## [EXERCISE PROMPT]
Copy the data below word for word, beginning at the very start and stopping after the line that contains "[217,290,599,600]". Leave the pictures out.

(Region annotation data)
==========

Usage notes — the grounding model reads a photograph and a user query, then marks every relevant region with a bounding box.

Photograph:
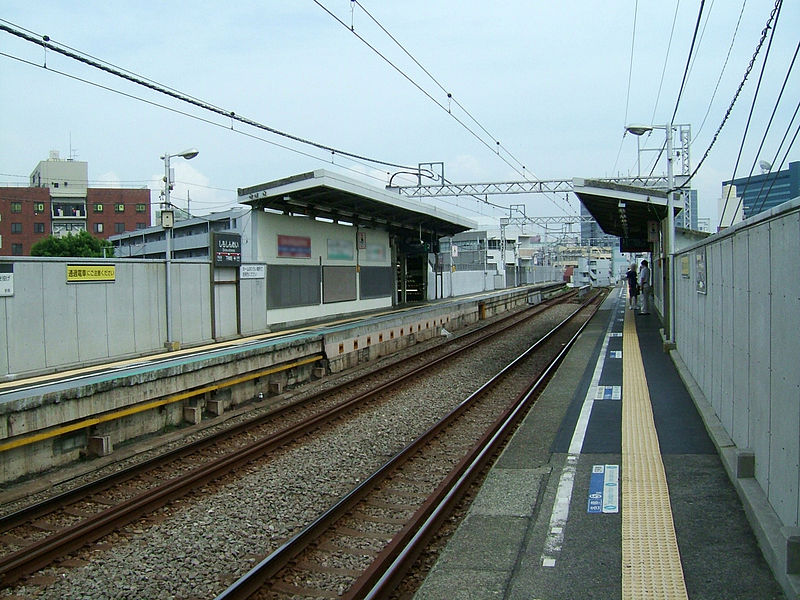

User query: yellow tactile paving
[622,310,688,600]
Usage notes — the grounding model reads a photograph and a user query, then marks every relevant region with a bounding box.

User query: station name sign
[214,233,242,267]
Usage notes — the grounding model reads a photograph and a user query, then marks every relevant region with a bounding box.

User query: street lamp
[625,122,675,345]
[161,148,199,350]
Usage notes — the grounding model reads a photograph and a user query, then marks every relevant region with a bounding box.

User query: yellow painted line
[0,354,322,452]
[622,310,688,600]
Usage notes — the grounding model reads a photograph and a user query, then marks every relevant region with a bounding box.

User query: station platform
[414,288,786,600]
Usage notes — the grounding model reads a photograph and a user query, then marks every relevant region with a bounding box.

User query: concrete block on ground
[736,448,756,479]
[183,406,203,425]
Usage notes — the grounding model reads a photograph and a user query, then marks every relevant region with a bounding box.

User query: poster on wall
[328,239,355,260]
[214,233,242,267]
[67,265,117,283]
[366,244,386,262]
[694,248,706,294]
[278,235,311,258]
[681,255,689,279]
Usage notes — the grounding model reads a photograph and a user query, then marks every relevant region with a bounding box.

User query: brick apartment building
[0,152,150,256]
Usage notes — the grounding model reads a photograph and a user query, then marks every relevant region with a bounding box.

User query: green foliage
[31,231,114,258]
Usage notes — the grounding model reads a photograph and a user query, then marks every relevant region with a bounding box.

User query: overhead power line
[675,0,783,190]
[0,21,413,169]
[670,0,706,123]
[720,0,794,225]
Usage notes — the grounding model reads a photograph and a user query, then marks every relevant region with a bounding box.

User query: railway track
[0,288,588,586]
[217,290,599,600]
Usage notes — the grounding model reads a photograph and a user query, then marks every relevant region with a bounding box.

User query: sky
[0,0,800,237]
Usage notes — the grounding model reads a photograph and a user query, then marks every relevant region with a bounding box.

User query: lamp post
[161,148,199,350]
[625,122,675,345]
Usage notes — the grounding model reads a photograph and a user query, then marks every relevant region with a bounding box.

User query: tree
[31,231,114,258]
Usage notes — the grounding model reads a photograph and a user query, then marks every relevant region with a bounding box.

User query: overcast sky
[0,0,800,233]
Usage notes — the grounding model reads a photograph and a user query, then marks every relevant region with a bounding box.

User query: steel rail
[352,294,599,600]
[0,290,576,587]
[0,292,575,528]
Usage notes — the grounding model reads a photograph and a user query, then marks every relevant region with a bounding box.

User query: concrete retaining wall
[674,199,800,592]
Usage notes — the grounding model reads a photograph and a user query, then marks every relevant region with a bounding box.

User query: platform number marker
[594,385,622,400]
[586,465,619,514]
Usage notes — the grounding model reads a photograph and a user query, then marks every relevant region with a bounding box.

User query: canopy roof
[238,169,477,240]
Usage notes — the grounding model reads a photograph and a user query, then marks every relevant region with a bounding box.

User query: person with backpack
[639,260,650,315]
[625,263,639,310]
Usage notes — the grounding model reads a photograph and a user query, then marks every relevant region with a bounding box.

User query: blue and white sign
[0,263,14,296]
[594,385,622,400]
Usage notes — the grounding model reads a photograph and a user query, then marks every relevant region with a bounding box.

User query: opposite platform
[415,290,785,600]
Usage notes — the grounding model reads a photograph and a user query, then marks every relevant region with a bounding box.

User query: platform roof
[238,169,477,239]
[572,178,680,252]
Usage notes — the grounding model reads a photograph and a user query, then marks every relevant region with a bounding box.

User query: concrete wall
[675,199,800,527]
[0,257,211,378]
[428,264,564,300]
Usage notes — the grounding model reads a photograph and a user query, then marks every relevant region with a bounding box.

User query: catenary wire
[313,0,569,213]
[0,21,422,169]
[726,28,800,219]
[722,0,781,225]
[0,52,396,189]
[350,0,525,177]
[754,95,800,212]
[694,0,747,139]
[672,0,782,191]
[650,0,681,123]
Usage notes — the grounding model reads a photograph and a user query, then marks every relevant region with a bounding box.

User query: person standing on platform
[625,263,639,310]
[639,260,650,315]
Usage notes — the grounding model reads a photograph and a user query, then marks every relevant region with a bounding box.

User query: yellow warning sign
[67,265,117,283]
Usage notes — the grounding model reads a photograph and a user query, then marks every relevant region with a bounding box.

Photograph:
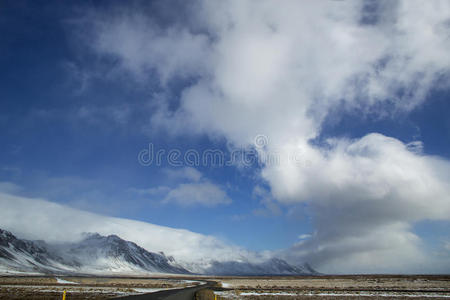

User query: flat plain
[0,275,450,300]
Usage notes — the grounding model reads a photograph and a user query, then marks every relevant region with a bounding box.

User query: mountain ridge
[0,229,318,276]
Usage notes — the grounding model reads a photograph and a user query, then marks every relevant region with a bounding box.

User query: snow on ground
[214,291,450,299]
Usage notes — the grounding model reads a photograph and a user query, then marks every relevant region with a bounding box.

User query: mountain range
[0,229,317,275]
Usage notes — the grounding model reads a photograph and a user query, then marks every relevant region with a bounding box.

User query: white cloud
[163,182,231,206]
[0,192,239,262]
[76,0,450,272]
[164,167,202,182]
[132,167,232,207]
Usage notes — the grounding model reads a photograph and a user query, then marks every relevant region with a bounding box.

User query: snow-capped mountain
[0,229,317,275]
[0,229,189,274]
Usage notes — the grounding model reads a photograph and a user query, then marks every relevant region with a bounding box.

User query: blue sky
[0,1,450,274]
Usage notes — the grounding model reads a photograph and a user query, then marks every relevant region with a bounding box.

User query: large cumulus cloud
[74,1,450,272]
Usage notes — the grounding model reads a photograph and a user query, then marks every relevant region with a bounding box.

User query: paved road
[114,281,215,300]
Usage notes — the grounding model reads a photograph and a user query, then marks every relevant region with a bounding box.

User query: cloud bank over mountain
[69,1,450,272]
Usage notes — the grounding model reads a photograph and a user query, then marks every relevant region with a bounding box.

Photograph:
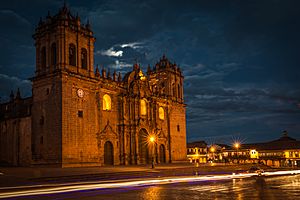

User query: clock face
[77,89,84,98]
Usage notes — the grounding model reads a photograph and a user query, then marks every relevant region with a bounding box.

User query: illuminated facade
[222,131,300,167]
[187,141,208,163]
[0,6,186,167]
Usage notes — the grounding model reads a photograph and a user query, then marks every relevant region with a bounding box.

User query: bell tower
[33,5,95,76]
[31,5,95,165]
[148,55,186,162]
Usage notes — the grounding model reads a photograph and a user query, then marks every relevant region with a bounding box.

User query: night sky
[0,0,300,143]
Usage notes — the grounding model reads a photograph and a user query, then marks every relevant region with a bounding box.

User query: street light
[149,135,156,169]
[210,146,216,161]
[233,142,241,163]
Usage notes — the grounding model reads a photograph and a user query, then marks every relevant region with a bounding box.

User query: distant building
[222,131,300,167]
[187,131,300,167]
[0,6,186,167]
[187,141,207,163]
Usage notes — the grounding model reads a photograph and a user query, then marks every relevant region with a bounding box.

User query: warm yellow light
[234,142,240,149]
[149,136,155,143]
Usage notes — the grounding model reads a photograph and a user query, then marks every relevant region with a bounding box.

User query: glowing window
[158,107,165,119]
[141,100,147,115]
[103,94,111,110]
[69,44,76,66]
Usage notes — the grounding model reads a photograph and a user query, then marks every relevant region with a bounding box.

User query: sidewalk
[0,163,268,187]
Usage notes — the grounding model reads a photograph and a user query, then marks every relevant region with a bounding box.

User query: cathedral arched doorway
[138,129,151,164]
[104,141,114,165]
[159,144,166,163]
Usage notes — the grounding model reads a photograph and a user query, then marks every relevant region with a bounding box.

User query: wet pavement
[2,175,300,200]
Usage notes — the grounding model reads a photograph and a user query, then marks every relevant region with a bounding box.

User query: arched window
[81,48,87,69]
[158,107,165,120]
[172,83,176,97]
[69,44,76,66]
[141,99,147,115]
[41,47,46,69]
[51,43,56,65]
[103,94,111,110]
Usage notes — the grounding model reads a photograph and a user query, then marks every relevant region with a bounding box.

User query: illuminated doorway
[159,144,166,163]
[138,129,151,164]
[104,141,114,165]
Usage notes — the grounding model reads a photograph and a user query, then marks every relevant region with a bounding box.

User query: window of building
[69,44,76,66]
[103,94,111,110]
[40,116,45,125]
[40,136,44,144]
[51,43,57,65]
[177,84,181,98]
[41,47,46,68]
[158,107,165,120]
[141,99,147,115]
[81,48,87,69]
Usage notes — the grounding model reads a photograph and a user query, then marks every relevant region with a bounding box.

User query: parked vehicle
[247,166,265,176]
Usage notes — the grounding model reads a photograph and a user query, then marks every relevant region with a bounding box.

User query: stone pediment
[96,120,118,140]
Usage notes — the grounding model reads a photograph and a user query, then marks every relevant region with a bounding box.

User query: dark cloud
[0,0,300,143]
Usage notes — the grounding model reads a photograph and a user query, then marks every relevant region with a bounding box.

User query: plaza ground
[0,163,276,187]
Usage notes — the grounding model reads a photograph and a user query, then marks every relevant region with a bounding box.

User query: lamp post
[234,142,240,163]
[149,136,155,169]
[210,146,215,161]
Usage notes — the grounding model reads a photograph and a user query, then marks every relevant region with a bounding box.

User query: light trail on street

==========

## [TASK ANSWER]
Usage notes — the grounding model reads a photograph and a user query, then marks every relevant region with a bounding box.

Photograph:

User query: yellow tactile paving
[622,310,688,600]
Usage notes — the grounding model reads a photograph and a user query, then marks every relevant region with a bounding box.

User query: station name sign
[214,233,242,267]
Usage notes — the grounding model reads a photograph and a user query, then marks every relevant region with a bounding box.

User query: street lamp
[625,122,675,345]
[161,148,199,350]
Usage notes — the grounding model reads a photograph and a user query, then marks every relevant region with a bounding box.

User query: yellow painted line
[0,354,322,452]
[622,310,688,600]
Usage notes — the grounding model reads a photograph and a user query, then marks every relevant region with a bounding box.

User query: station platform
[414,288,786,600]
Usage notes — the grounding model reads a photograph and a user query, then marks every relevant region with a bounding box.

User query: concrete block on ground
[736,448,756,479]
[183,406,203,425]
Usage notes — the grounding model reads a photograph and a user query, then marks every relevant region with a bounding box.

User query: poster on wall
[328,239,355,260]
[214,233,242,267]
[67,265,117,283]
[366,244,386,262]
[694,248,706,294]
[278,235,311,258]
[681,255,689,279]
Usage notes — the grounding model reads a photograph and a user query, then marks every relevant region with a bounding box.

User query: brick apartment building
[0,152,150,256]
Usage notes — the grounding model reads a photograph and a user query, then marks every relevant region with a bounding box.

User query: green foliage
[31,231,114,258]
Usage notes — the grounding model reads a photograph and a user query, then marks every relevant region with a bounding box.

User query: overhead power line
[675,0,783,190]
[0,21,413,169]
[670,0,706,123]
[720,0,794,225]
Usage notes — the grounding model reads a photograph and a user query, then marks every relevant region with a bounding box.

User query: railway track
[0,288,588,586]
[217,290,599,600]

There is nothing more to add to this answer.